╭─ TEXT BLOCK

After a couple of draws, it was really good to see Liverpool win in the manner they did yesterday. Make no mistake, if we’d have conceded that first goal last season our heads would have dropped and I really feel we’d have struggled to get anything from the game.

Klopp praised Salah as the best player on the pitch but I want to talk about Sadio Mane. He should’ve had a hat-trick yesterday but inexplicably missed from a couple of yards out. But in the last month or so, Mane has been the one getting the big goals. The goals that have kept us in this title race.

I was a bit shocked to see he’s only 1 behind Salah in the league on 16. And a little bit of googling shows that he’s never scored more than 16 in any league campaign, so he’s likely to break his own PB this season. However, I’m not sure why I’m shocked as he also hit double figures in Europe last year, including the equaliser in the final. Literally a man for the big occasion.

Mane’s growth has been on show for all to see but Salah has taken pretty much all the spotlight (maybe that’s a good thing) and I’m thinking that IF we win the league in a couple of months then Mane will have a big say in the run-in.

Kris, LFC, Wirral

Conspiracy…


Liverpool fans screaming conspiracy again after sterling’s opening goal.

They obviously forgot about James Milners opener against west ham not so long back.

I honestly feel over the course of a season these things even themselves out.

8 games to go…..it’s tight at the top.

Paul, Manchester

These are dark waters, folks…


Cast your minds back to the mid-to-late 90s. It was a time when Eurosport not only showed Tractor Pulling and Electronic Darts, but also used to show the full 90 minutes of older, classic World Cup games. There was something odd about those broadcasts that I could never quite put my finger on. Like Rosie Poppins observed in this morning’s mailbox, it seemed the commentator had an uncanny ability to either predict exactly what was going to happen or else say something oddly befitting e.g. a ‘commentators curse’ type comment, every 10 mins. It never sat right with me. Then, after watching a live broadcast on the channel I realised that it was the same commentator who was commenting on a match from the 1970 World Cup in Mexico who was also the commentator for the 1997 Nordic Cross Country Ski Championship, and his voice sounded the exact same, despite nearly 30 years in the difference. It then dawned on me, he wasn’t at the game in 1970 at all, he was recording his commentating in a studio 25 odd years later.

╰─

#### PROBLEMS TO WORK ON:
- 1) Print the football mailbox word for word, from "Mane’s growth has" up to and including "so long back.".
- 2) Write what comes next in the football mailbox, starting after its final sentence.
The listing has no connection to the football mailbox.

╭─ EXCERPTED DATA

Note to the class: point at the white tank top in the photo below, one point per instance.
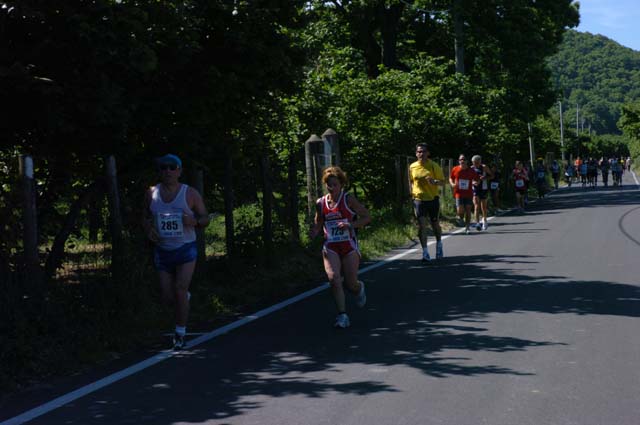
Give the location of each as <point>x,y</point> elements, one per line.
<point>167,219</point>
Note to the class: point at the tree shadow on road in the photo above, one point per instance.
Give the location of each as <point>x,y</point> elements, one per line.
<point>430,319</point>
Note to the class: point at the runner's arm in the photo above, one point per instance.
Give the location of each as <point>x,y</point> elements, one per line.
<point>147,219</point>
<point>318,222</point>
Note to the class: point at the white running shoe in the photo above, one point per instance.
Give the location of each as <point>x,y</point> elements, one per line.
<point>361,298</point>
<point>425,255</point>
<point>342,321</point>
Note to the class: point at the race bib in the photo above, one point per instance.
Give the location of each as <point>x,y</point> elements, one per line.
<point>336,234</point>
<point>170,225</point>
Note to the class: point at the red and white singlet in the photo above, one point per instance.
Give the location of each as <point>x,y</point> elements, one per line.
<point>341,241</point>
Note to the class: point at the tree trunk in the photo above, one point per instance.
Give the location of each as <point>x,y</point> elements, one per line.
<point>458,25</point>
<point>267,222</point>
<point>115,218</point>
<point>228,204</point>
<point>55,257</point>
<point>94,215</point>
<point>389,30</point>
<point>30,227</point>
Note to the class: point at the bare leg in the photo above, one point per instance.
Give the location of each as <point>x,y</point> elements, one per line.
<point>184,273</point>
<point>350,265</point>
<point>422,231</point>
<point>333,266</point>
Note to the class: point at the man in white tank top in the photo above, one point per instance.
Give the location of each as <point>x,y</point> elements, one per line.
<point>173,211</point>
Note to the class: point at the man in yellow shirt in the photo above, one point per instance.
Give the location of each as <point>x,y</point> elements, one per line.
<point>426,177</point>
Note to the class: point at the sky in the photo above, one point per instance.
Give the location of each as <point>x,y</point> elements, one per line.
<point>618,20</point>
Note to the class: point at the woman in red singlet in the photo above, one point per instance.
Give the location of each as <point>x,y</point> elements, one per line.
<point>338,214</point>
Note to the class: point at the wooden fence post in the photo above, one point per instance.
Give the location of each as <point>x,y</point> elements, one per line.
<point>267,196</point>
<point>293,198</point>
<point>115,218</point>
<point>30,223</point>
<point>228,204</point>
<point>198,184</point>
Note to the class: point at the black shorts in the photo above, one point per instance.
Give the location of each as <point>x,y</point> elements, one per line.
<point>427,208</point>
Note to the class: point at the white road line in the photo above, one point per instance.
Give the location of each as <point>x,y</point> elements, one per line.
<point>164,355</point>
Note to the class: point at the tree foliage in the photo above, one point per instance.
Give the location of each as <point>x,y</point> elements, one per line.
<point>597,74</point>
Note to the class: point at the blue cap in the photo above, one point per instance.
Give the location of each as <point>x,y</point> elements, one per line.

╰─

#### RESULTS IN ORDER:
- 1)
Mane’s growth has been on show for all to see but Salah has taken pretty much all the spotlight (maybe that’s a good thing) and I’m thinking that IF we win the league in a couple of months then Mane will have a big say in the run-in.

Kris, LFC, Wirral

Conspiracy…


Liverpool fans screaming conspiracy again after sterling’s opening goal.

They obviously forgot about James Milners opener against west ham not so long back.

- 2)
So this is where I put the tinfoil hat on and claim that Guy Mowbray doesn’t actually attend these games, but instead sits in the MOTD’s Manchester studio and records his comments post-match for the highlights. If this sounds a bit far fetched, wait until you hear where Guy got his first break at commentating on football matches. Dun dun duuuuuuuuuun: Eurosport.


These are dark waters, folks.

Big D, Luxembourg. 

Problem fans


The pitch invasion incidents at the weekend have brought into focus again an issue that I feel is never dealt with properly by the authorities, and that is bad behaviour by fans whether that be the aforementioned incidents, or racist chanting.

It’s not an easy issue, as punishing the innocent for the actions of the guilty is something that happens in school, but not ideal for the world of grown-ups. On the other hand, the whole concept of punishment is that it is meant to act as a deterrent to others, as well penalising the guilty. The current state of affairs is not acting as a deterrent at all, particularly the derisory fines that are handed out by UEFA / FIFA to football associations for racist chanting.

My feeling is that the best course of action is to punish the team. Hit the errant fans in the place where it hurts the most. In league competitions, you get docked points. In International qualifying or 2 legged cup ties, you play your home leg away from home (stadium bans punish the innocent team as well, as we saw in Croatia vs. England recently, which is unfair in my eyes).

I realise that this raises the potential issue of some smart Alec fan pretending to be from another team and, for instance, invading the pitch on purpose to hurt them, but I would hope an investigation would clear this up, and maybe more fans would then police themselves and stop this happening as it would have real consequences for their team.

It may be a bit draconian, but current efforts are not working, so maybe it’s time to try something else.

Phil (De Gea’s still good… Top 4’s still good… Ole’s still at the wheel… MUFC)

Football exists in a lovely little hermetically sealed universe (not)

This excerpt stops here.